1 reply · active 549 weeks ago
Another TNC article! http://www.theatlantic.com/politics/archive/2014/...
This part struck me:
“I am less than convinced by Alexander's rendition of white supremacy as a means of cleaving poor whites away from blacks. My view on this is that white supremacy is an interest in and of itself. It's not clear to me where the politics ends and the bribe begins. I generally think that the left tells itself this story in order to evade the political complications of dealing with white supremacy as a sensible, if deeply immoral, choice, as opposed to a con played on gullible white people.”
I also really like this write-up of Jennifer Eberhardt! Especially this part:

Sometimes, her lessons come home. When her oldest son was in the first grade, he wondered whether blacks might have an invisible force field around them. After all, he told her, white people shied away when a black man came into the local Safeway.

The same son (she has three), now in high school, was pulled over recently in an affluent neighborhood for allegedly speeding on his bicycle. Eberhardt and her husband, Stanford law professor Ralph Richard Banks, have had to have "the talk" that African American parents routinely have with sons, about how interactions with police can quickly escalate to force, sometimes with deadly consequences.

It could be daunting to confirm bias in study after study, or see the subtle clockwork of racism evoked in brain scans. But Eberhardt pivots forward.

"It's dispiriting, but at the same time I find myself hopeful," she said. "Society is dictating how those brain structures are responding. There are certain things about society that we can improve and change, so to the extent that we do that, we change ourselves."
3 replies · active 549 weeks ago
Speaking ot TV and 'should really be in the open thread but it's the wrong day' I am going to be briefly on BBC2 in an hour and a bit. Programme called 'a year in the wild: the New Forest' and I was riding on the pony roundup they filmed! I flash briefly past the camera, my other half, ex and sister all texted me the first time it was on saying 'I recognised your ass' and everyone else said they recognised my blue hair….
3 replies · active 549 weeks ago
Is anyone else reading Wolf in White Van? Wanna talk about it???
6 replies · active 549 weeks ago
On a sad note: The Toast's "Archive: Ancient Grains" on the right keeps flashing the "Toronto Meetup Tonight!" at me -- keeps getting my hopes up only to be dashed.
Every time someone mentions "concept albums based on books" I get really excited to make sure people know all about The Decemberists' The Tain EP. Everyone, listen to The Tain!! It's essentially a 21 minute song about a mythological Irish epic.
3 replies · active 549 weeks ago
I never knew how much I wanted Sufjan Stevens to make an album about A Wrinkle in Time until reading that article. Such a perfect match-up.

And now I must go listen to Illinois again, because I haven't in years.
That Scotland is deciding their fate as an independent country with ballots, not bullets, makes for a refreshing change. This is pretty historic.
=======
* _Set of tasks_
[A] In the comment thread, who is Jennifer Eberhardt's husband?
[B] Extend the comment thread, picking up after its final remark about the Scotland vote.
The items that follow have no connection to the comment thread.
=======
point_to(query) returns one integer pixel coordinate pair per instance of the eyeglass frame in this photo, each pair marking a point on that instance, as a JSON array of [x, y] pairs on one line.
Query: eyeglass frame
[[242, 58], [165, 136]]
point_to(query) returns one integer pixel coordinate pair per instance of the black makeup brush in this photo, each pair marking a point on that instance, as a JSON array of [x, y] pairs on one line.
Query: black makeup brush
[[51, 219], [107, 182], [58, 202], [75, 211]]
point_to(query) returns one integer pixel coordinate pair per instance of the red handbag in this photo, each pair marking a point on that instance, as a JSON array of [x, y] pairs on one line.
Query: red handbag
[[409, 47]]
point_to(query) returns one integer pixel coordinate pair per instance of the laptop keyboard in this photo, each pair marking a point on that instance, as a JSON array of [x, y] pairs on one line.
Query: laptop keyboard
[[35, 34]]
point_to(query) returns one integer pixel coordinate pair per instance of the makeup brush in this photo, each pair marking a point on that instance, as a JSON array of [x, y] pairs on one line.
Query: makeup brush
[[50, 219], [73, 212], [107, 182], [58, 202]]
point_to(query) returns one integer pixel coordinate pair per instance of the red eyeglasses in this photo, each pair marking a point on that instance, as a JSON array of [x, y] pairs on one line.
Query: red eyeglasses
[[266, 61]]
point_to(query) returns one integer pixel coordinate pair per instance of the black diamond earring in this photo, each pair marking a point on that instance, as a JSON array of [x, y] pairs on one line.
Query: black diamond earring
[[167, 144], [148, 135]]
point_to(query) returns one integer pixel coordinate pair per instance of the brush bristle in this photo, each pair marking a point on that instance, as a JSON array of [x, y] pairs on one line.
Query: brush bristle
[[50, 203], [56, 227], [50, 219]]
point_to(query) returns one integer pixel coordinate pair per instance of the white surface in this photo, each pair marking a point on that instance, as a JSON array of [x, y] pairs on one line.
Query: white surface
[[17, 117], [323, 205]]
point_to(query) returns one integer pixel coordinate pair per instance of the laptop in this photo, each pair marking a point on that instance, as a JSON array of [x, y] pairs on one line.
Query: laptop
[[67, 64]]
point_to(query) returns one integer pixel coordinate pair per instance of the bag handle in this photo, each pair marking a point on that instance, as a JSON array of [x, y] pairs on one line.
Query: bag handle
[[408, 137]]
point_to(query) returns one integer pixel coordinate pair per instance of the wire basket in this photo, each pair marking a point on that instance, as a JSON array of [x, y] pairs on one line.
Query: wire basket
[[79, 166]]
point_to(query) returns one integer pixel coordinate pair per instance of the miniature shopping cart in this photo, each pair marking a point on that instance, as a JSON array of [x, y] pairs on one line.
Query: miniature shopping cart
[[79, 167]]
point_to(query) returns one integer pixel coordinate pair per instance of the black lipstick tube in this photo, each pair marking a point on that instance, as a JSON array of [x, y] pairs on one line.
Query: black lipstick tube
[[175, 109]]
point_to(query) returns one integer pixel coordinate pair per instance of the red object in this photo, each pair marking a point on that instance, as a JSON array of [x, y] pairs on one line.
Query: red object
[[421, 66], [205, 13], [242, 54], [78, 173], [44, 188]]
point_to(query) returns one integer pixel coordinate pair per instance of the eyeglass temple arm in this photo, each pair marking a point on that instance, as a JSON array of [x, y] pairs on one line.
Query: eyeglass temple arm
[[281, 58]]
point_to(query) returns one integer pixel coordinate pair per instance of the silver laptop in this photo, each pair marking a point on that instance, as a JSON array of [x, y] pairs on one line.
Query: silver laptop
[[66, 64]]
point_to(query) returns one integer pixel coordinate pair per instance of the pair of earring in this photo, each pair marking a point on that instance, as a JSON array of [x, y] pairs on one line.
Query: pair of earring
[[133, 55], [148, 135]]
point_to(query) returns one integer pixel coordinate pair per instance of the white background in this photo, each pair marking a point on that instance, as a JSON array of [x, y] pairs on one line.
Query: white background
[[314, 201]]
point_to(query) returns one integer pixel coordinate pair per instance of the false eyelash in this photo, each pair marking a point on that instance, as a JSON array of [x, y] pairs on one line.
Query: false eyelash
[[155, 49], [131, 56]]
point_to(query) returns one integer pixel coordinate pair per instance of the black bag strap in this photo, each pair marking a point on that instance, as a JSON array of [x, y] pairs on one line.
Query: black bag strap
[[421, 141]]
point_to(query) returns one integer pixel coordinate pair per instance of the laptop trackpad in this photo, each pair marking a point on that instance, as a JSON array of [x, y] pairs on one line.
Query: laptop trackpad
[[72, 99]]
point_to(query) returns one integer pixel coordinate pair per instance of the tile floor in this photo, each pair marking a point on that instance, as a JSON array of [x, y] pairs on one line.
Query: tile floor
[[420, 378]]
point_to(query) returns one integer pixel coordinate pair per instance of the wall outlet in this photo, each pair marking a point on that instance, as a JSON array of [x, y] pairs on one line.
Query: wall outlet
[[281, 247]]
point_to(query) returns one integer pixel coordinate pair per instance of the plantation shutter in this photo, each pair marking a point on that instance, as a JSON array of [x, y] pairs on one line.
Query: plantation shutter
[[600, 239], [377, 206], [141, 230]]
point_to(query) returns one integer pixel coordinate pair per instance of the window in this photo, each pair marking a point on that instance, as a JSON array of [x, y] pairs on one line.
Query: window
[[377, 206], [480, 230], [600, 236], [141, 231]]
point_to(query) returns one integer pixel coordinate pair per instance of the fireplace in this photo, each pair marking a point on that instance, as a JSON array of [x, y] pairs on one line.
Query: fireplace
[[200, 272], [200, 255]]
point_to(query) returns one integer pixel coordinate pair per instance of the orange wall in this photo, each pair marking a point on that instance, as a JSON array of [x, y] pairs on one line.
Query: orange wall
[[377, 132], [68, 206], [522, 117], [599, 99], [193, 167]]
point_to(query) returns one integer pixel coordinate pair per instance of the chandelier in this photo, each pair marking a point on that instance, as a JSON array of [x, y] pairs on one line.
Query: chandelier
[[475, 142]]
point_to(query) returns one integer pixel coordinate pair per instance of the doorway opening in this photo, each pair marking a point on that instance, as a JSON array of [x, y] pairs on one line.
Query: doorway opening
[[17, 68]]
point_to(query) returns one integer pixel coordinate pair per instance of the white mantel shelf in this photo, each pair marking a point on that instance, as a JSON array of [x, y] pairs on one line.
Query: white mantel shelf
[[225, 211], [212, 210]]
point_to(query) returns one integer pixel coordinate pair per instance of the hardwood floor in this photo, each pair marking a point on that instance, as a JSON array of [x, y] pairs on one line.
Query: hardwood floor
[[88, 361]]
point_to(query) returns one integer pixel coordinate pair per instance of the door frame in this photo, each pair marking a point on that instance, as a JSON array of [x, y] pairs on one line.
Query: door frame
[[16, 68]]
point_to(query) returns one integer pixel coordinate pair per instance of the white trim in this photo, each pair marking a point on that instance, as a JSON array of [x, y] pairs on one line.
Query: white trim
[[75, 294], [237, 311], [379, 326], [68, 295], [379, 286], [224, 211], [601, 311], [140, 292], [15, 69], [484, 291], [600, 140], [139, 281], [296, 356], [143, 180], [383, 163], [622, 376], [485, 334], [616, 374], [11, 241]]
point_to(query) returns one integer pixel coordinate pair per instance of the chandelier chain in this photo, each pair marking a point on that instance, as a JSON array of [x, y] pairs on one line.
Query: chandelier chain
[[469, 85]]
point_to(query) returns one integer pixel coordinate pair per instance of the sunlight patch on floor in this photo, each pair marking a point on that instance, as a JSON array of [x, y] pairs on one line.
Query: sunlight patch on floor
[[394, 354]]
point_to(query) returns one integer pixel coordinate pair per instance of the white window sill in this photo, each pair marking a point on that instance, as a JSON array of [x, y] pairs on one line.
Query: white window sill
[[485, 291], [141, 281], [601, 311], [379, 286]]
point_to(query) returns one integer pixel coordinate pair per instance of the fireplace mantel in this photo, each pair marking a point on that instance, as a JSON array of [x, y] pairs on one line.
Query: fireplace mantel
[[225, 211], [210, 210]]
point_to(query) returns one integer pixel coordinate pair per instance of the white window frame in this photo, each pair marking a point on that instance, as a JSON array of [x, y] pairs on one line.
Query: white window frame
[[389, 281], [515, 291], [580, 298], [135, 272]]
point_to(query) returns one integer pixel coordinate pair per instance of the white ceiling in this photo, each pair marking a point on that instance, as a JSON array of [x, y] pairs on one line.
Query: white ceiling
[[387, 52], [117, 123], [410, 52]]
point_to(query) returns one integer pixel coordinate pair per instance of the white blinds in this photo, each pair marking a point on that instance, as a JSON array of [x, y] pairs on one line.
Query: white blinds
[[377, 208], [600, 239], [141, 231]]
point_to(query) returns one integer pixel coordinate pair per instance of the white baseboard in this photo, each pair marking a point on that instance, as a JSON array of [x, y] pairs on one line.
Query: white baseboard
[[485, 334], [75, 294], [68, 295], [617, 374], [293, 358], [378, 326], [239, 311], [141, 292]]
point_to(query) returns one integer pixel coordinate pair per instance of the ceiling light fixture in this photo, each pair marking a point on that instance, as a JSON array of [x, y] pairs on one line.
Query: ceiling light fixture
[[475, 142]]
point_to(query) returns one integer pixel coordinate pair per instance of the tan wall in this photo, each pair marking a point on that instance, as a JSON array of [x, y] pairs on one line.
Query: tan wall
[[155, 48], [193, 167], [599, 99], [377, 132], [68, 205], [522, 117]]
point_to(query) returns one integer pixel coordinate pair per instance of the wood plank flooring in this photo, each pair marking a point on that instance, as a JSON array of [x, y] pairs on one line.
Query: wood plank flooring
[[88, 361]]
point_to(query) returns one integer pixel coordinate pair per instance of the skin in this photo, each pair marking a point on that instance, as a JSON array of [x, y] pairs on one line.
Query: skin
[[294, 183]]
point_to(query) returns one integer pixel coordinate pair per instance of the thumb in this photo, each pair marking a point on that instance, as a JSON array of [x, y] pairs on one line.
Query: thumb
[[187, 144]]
=======
* _Results of the tasks_
[A] Ralph Richard Banks, a Stanford law professor.

[B]
Now hopeful that Texas and South Carolina follow their lead and secede as well.
2 replies · active 549 weeks ago
I just envisioned JFK and Marlene Dietrich hooking up and inviting Marilyn Monroe in for a 3-way and my mind exploded with hotness. Of course JFK would feel pretty left out eventually.
1 reply · active 549 weeks ago
okay the first time I reread Sultana's Dream after discovering the Toast I wondered if Mallory was the reincarnation of Rokeya Hussain. Because. Yeah.
1 reply · active 549 weeks ago
I JUST WANT TO SAY that my one-sided-but-very-deep relationship with Alison Bechdel goes back to when I started reading Dykes to Watch Out For in the pages of the local alt weekly (remember those?) when I was 13 and it blew my mind. DTWOF is still the best comic ever and I hope she brings it back one day. I have been blissing out for the past year or so as everyone else has gotten on board Bechdel Planet, and the MacArthur grant is filling me with glee.

Also I saw the Fun Home musical (which was great), and she was there in the lobby after and I was a fangirling idiot and probably annoyed the shit out of her but NO REGRETS.
'You need not be afraid of coming across a man here. This is Ladyland, free from sin and harm. Virtue herself reigns here.'

oh did you mean MY ACTUAL UPTOPIA
3 replies · active 549 weeks ago
Ai-jen Poo got a MacArthur Grant?! Woohoo! She's a labor organizer who works with domestic workers (read: elder care and care for people with disabilities). It's a workforce that's like 90% female and heavily immigrant. These folks get treated like dirt and have historically been excluded from the most basic labor protections. And a lot of powerful dudes are throwing a fit about it now that they're trying to get organized and assert their rights. Next time someone asks you why we still need feminism. . .
Why have I never heard of Naomi Mitchison??!!!?? She wrote 90 goddamn novels! She was an Inkling pal! It's fucking insane to me how we keep letting our history slip away just to have the same arguments all over again about whether or not it's Too Soon to let women into the speculative fiction field.
http://www.theguardian.com/books/2014/sep/18/jack... Jack Kerouac: the dirtbag years.

God, reading the excerpts and seeing that picture, I would have gone for that hard in high school. And then laughed and laughed about it in my mid-30s.
2 replies · active 549 weeks ago
I can't resist pointing out that The Fella is a contributor to that A.V. Club article: he took my brainstorming suggestion of Magnetic Fields/Tristram Shandy* and improved it to Magnetic Fields/Pale Fire.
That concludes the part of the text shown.